**Task to carry out**. The records should be repeated word for word, pictures excluded.

================

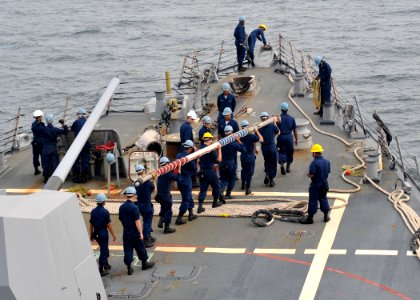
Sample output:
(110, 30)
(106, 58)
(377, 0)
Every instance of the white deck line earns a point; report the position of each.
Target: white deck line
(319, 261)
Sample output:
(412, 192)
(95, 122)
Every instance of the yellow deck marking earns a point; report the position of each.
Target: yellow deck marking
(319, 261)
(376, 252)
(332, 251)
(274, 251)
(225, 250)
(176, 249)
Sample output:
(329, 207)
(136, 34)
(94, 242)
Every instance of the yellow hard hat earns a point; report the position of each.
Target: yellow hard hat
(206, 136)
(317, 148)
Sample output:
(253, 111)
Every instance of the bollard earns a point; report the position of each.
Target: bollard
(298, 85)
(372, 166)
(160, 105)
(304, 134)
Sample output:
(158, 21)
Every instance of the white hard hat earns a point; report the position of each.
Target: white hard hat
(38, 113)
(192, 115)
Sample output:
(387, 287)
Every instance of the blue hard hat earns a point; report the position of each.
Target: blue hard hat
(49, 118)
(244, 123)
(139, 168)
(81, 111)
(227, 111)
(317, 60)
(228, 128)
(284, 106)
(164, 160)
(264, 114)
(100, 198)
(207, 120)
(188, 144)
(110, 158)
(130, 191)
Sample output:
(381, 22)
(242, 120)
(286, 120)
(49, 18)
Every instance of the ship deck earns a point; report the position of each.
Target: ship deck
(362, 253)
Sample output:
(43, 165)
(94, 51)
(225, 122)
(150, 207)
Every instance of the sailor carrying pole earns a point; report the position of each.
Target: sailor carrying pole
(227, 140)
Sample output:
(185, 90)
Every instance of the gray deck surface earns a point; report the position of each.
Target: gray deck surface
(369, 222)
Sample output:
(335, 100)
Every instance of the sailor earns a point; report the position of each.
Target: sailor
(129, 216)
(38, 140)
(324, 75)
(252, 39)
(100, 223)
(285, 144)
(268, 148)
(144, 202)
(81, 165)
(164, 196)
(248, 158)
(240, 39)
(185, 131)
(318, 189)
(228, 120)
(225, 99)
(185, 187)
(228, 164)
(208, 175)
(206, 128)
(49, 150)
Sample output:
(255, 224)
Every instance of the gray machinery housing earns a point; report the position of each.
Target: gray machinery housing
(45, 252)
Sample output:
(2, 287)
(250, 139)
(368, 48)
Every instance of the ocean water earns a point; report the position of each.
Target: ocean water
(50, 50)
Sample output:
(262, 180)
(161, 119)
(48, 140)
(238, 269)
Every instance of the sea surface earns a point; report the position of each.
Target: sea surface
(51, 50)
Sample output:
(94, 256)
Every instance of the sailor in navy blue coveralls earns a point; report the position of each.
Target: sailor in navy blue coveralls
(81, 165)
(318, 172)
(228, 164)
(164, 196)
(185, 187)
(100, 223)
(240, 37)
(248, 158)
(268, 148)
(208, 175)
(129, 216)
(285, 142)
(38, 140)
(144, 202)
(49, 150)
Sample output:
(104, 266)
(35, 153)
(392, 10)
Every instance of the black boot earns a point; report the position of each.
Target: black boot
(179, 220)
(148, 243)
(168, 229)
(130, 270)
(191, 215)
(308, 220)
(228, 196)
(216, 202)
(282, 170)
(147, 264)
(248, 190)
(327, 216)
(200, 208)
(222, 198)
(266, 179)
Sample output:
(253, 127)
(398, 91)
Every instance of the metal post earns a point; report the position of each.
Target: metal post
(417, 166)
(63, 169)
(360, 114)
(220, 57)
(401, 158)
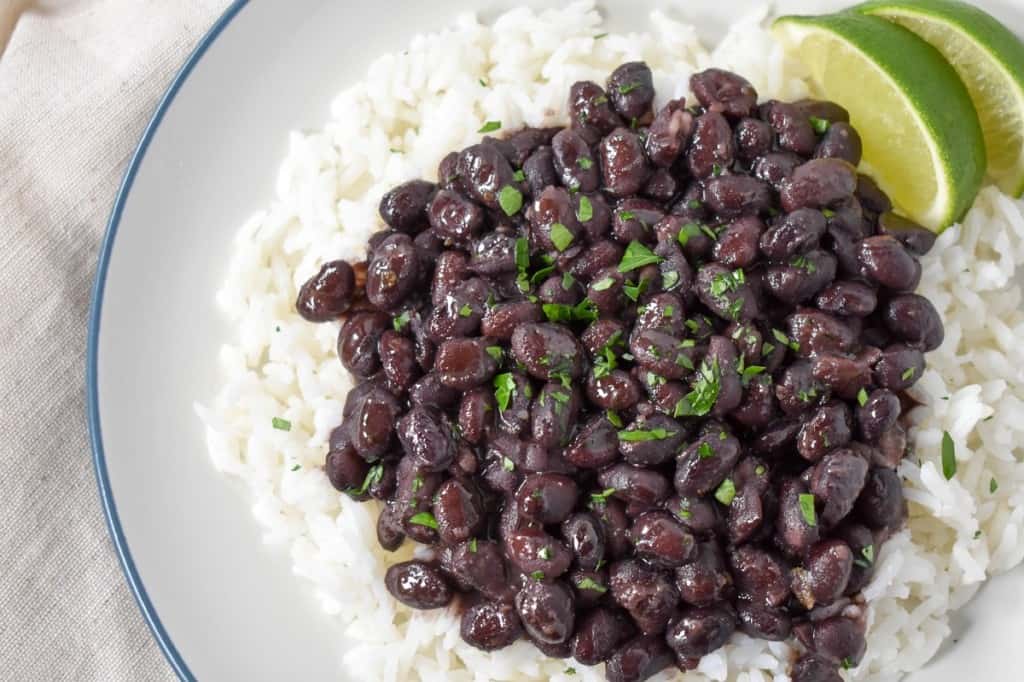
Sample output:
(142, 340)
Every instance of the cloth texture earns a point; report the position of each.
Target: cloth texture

================

**The result**.
Sample output:
(110, 30)
(106, 58)
(377, 0)
Every instance of the white deck line earns a point; report the position of each.
Target: white deck line
(319, 261)
Sample output:
(412, 192)
(95, 122)
Every instance of the yellow deck marking earns a point; report the position of each.
Target: yellow deck marking
(319, 261)
(376, 252)
(332, 251)
(274, 251)
(225, 250)
(176, 249)
Sample output:
(329, 207)
(136, 34)
(94, 242)
Every instance of the yellow hard hat earns a point; report the position of each.
Target: yellow hard hat
(206, 136)
(317, 148)
Sample output:
(253, 111)
Every instance of the bollard earns a point; report the position of each.
Target: bollard
(298, 85)
(372, 166)
(160, 105)
(304, 134)
Sample output:
(158, 21)
Every instance of the white hard hat earns a point; report the position of each.
Target: white hard hat
(38, 113)
(192, 115)
Sample output:
(387, 287)
Every instance of the blue hard hat earns a point; report the position of each.
Target: blue hard hat
(49, 118)
(244, 123)
(139, 168)
(81, 111)
(227, 111)
(317, 60)
(228, 128)
(284, 106)
(164, 160)
(264, 114)
(100, 198)
(207, 120)
(188, 144)
(110, 158)
(130, 191)
Sample output:
(381, 22)
(242, 120)
(286, 120)
(49, 18)
Every instance of the ship deck earns a point; report the position of each.
Target: ship deck
(362, 253)
Sample output:
(43, 165)
(94, 51)
(225, 122)
(150, 207)
Every instance of the sailor carrying pole earns a point; report the position of each.
Target: sailor carrying pole
(227, 140)
Sample output:
(185, 90)
Every instance of the gray deck surface earns a point; report the position of each.
Target: gray deck surface
(369, 222)
Sample output:
(335, 100)
Every instance of the sailor earns a point; report the position of each.
Target: sailor
(129, 216)
(38, 140)
(324, 75)
(252, 39)
(100, 223)
(285, 144)
(268, 148)
(144, 202)
(81, 165)
(164, 196)
(248, 158)
(240, 39)
(185, 131)
(318, 189)
(228, 120)
(225, 99)
(185, 187)
(228, 164)
(208, 175)
(206, 128)
(49, 150)
Sample output:
(255, 224)
Every instance of the gray machinery housing earns a point; report the position of each.
Target: gray machinery housing
(45, 252)
Sample output:
(2, 287)
(250, 139)
(368, 48)
Every instance of the ocean water earns a point; report the position of each.
Target: ocean water
(50, 50)
Sample output:
(262, 180)
(161, 119)
(48, 140)
(238, 269)
Every instance of the sea surface earns a point; report the position of each.
Target: sea surface
(51, 50)
Sample output:
(94, 256)
Every instance of the sailor in navy blue coveralls earns a point; report the position of each.
Target: sailor in navy blue coveralls
(81, 165)
(318, 172)
(228, 164)
(164, 196)
(185, 187)
(100, 223)
(240, 37)
(248, 158)
(268, 148)
(208, 175)
(129, 216)
(285, 142)
(38, 140)
(144, 202)
(49, 150)
Sample output:
(104, 266)
(35, 153)
(392, 10)
Every instance of the black boot earns a point; report the position of each.
Target: black boot
(179, 220)
(148, 243)
(168, 229)
(130, 270)
(191, 215)
(308, 220)
(228, 196)
(216, 202)
(282, 170)
(147, 264)
(248, 190)
(327, 216)
(200, 208)
(222, 198)
(266, 179)
Sample output:
(253, 127)
(398, 91)
Every instance of the metal post earns a point; report the position of each.
Target: metal post
(417, 166)
(63, 169)
(360, 114)
(220, 57)
(401, 158)
Sample output:
(142, 340)
Every instance of the cloth texture earns a point; report the position of each.
Target: cloth texture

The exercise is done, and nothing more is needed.